Work item: Look through the records and copy each line with the string "gown" in it.

──────── Entries shown

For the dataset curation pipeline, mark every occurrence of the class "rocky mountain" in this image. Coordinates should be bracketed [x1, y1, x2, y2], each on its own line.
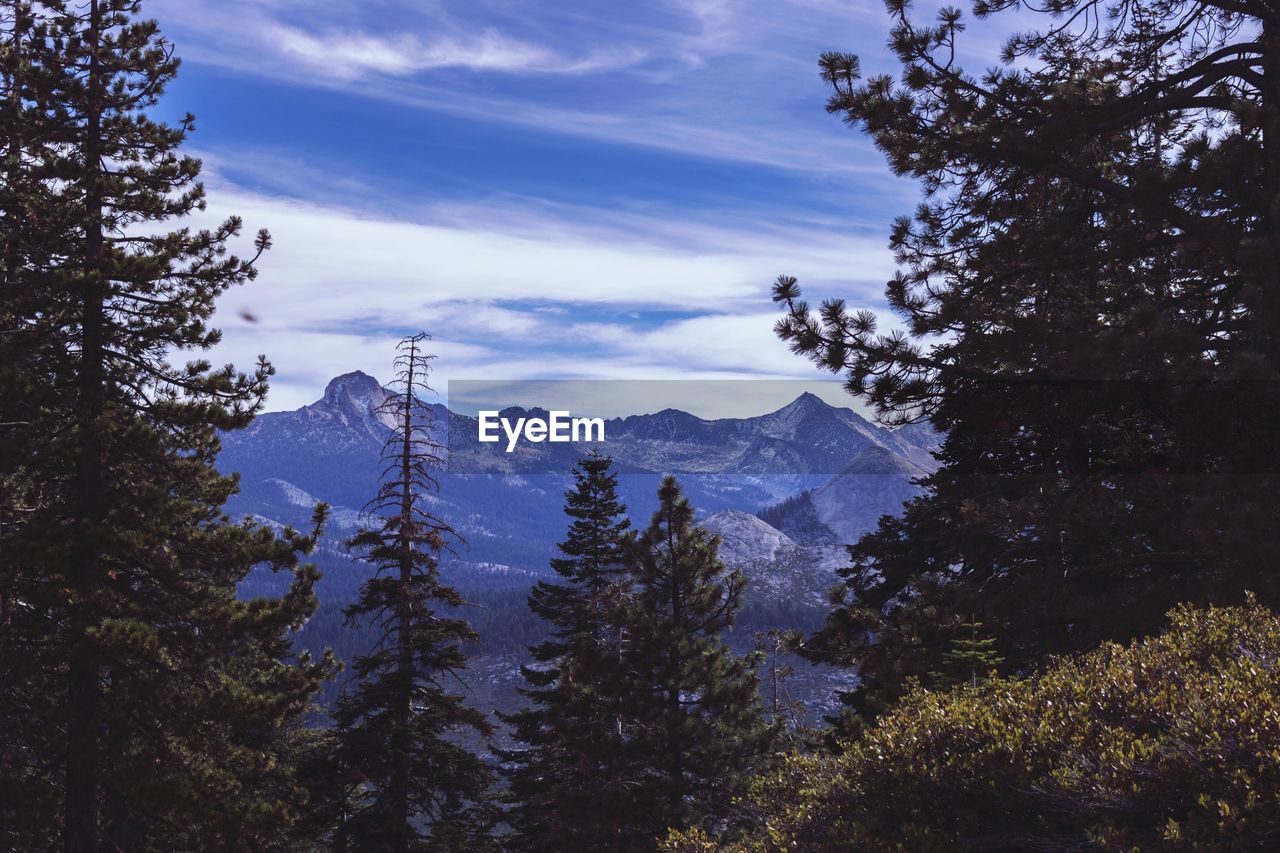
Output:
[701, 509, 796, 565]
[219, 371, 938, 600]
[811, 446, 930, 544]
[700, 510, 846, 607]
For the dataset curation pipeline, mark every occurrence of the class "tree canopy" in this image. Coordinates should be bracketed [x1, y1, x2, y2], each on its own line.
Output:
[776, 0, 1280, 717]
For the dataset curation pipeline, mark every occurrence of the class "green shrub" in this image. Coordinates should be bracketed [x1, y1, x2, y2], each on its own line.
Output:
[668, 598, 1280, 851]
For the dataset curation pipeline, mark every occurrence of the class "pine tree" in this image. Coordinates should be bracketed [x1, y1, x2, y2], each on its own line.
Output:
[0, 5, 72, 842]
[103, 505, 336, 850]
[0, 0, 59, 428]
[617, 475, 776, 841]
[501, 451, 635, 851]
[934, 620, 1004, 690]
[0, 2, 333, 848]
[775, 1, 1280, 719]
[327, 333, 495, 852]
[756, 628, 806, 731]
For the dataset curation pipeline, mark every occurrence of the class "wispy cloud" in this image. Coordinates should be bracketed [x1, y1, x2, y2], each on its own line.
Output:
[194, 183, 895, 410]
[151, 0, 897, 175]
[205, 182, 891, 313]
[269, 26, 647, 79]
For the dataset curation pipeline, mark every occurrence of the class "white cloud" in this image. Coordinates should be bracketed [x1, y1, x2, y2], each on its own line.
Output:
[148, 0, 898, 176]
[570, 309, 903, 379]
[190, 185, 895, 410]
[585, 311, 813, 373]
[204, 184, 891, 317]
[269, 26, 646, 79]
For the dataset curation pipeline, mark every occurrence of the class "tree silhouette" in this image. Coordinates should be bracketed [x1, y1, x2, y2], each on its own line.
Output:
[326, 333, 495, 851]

────────────────
──────── Entries shown

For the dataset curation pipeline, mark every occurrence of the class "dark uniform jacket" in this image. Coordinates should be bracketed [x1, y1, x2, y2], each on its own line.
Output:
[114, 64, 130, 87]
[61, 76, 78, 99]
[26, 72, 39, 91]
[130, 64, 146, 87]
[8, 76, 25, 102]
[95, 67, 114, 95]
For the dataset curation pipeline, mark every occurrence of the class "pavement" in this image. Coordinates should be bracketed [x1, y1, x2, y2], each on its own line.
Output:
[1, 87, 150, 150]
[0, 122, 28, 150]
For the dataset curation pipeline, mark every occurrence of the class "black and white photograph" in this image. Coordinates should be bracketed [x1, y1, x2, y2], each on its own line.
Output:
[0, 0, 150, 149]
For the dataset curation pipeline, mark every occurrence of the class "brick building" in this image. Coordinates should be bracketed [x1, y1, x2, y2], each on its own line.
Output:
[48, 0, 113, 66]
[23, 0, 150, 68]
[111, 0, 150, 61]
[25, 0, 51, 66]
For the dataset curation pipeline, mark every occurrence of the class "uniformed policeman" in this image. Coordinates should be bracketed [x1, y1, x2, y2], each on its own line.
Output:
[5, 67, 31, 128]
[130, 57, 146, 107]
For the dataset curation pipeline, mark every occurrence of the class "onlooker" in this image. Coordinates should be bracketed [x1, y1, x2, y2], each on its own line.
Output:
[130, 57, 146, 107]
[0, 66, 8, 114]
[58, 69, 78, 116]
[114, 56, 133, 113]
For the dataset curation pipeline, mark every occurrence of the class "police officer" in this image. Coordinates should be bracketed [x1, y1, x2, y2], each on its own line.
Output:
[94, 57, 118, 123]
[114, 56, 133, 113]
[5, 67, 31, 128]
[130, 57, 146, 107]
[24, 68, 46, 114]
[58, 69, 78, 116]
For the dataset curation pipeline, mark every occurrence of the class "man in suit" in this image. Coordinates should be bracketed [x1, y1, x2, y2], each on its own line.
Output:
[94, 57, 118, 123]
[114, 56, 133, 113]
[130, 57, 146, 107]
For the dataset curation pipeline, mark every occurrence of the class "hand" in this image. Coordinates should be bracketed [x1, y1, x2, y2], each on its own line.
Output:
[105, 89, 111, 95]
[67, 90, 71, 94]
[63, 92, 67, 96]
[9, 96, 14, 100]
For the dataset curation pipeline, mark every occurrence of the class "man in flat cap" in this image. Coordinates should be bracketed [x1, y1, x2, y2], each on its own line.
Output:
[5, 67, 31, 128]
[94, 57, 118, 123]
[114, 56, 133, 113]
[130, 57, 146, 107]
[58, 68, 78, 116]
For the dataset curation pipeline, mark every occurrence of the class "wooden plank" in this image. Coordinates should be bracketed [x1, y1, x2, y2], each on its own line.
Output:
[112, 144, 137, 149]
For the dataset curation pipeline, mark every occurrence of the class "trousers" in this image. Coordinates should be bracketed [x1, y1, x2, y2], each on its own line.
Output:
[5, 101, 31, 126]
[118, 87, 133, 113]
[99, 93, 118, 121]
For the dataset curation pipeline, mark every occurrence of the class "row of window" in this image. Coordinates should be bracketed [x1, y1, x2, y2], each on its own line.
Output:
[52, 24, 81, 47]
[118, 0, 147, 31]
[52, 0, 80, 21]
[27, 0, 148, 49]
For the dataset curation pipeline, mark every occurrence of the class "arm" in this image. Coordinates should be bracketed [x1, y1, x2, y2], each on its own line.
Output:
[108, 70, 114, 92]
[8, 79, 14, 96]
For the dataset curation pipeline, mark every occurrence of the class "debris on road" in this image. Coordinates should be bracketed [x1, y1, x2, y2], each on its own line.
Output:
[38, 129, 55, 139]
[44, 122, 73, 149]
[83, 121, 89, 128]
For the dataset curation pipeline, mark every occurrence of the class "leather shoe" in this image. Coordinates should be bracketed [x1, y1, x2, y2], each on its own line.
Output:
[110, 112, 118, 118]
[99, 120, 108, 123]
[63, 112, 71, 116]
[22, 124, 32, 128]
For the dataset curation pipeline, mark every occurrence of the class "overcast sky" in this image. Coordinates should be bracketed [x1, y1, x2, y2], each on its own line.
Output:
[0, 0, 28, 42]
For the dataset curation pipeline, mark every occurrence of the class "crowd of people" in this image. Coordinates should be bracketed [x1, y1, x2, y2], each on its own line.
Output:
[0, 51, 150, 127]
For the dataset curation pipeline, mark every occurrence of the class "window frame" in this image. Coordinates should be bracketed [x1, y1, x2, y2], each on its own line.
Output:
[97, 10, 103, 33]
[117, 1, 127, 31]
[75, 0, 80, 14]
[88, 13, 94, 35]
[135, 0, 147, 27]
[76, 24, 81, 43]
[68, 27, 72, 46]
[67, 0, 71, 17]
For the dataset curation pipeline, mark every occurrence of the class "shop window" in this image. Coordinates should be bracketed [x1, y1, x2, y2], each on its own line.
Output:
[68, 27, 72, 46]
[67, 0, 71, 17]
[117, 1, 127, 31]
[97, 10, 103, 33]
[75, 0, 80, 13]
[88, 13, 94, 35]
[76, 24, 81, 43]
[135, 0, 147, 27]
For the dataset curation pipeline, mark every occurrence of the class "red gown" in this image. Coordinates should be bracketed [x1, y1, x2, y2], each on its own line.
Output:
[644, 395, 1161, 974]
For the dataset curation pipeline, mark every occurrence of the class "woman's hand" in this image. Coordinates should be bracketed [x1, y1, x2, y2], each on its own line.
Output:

────────────────
──────── Entries shown

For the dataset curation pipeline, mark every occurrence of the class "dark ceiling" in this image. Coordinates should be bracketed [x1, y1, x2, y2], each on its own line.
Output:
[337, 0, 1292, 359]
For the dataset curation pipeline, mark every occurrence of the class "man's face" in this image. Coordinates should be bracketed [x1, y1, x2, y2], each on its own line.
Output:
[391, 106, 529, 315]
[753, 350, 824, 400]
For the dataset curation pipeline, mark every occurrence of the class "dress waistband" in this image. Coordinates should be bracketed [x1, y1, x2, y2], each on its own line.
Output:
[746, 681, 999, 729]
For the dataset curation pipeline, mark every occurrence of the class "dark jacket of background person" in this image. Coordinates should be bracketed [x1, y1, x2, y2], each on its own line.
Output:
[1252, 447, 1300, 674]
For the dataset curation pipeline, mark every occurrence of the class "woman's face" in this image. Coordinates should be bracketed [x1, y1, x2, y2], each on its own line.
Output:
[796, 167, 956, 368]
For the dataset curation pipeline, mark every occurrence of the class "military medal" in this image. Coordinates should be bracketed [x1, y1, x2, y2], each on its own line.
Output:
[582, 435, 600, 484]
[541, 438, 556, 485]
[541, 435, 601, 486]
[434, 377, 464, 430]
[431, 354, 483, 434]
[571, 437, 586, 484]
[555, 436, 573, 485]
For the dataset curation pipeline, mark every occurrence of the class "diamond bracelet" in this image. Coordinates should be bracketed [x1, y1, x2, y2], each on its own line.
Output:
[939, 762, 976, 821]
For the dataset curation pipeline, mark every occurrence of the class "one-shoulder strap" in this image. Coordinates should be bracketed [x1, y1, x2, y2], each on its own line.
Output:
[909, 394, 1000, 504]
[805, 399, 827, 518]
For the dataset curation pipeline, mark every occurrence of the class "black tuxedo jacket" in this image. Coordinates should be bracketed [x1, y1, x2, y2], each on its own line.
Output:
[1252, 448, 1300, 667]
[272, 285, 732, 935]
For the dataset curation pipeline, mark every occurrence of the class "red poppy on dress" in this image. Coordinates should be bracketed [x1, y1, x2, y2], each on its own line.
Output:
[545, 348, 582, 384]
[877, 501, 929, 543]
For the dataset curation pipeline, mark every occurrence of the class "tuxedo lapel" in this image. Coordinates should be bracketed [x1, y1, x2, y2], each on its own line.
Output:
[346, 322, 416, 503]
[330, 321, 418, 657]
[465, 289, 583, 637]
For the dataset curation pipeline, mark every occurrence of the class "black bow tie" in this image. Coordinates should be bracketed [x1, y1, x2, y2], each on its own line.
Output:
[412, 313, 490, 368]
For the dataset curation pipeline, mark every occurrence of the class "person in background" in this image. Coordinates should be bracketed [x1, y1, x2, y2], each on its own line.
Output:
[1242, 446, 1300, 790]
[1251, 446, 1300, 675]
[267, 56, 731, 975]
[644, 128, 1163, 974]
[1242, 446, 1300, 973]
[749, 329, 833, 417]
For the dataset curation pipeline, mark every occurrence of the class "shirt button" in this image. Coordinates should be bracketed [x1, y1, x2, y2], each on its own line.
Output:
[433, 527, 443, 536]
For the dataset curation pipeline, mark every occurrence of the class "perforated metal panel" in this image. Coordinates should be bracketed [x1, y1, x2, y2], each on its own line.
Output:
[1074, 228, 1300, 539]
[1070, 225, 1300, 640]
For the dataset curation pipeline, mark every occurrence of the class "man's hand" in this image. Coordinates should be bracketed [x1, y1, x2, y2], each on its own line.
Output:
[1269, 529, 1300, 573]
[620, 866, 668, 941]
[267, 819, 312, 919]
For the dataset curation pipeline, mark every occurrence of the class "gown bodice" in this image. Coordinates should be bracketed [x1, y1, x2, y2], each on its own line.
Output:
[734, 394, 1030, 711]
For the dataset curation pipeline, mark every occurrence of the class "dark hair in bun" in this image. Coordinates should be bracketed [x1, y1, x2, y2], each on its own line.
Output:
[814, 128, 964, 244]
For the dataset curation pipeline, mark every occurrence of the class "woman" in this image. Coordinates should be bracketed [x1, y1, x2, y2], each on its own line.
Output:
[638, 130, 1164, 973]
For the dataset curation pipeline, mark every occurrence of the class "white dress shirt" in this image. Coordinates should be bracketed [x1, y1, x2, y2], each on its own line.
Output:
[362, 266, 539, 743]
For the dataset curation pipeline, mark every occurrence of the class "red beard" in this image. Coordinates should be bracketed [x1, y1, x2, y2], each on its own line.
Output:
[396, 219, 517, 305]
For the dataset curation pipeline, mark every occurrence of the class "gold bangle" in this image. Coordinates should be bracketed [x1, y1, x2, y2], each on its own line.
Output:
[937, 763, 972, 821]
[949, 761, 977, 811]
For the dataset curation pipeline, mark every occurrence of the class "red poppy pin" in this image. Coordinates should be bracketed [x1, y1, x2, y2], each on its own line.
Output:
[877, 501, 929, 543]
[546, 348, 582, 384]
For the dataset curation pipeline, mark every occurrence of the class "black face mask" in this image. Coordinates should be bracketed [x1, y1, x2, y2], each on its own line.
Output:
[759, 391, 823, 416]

────────────────

Solution:
For the dataset curation pipeline, mark every occurrence of the class "red gown" in this image. Coordinates should be bracketed [x1, y1, x2, y2], each on its own line.
For the dataset curation pipeline, mark every occurrence of the class "gown bodice" in this image. Coordinates should be bracketed [x1, y1, x2, y2], each on its own line.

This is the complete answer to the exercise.